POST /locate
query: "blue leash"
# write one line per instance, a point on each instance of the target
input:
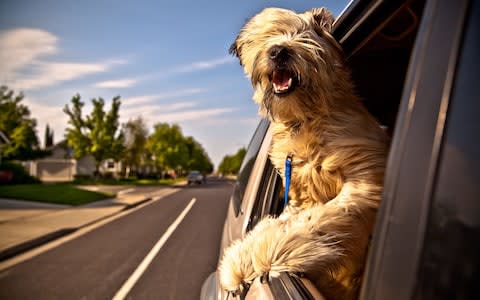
(288, 175)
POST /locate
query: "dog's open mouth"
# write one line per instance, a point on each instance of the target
(283, 81)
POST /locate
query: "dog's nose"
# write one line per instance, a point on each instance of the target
(279, 53)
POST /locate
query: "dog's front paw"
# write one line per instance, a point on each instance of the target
(236, 270)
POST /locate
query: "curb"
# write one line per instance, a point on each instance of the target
(25, 246)
(38, 241)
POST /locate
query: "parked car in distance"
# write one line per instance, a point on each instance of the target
(415, 64)
(195, 177)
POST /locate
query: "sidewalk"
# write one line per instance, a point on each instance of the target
(25, 225)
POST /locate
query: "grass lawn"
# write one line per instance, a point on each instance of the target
(131, 181)
(51, 193)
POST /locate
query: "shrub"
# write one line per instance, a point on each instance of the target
(14, 173)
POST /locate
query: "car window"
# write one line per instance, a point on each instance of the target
(247, 164)
(450, 264)
(269, 200)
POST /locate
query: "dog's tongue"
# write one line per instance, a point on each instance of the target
(281, 80)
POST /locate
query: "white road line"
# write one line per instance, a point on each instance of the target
(128, 285)
(126, 191)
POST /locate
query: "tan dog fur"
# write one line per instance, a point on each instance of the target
(339, 153)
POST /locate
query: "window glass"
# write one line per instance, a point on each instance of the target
(247, 164)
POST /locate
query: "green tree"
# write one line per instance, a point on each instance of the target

## What the task asks
How many lines in the rows above contain the string "window"? Treat uppercase and lowercase as different, and reply with the number alone.

## Task solution
2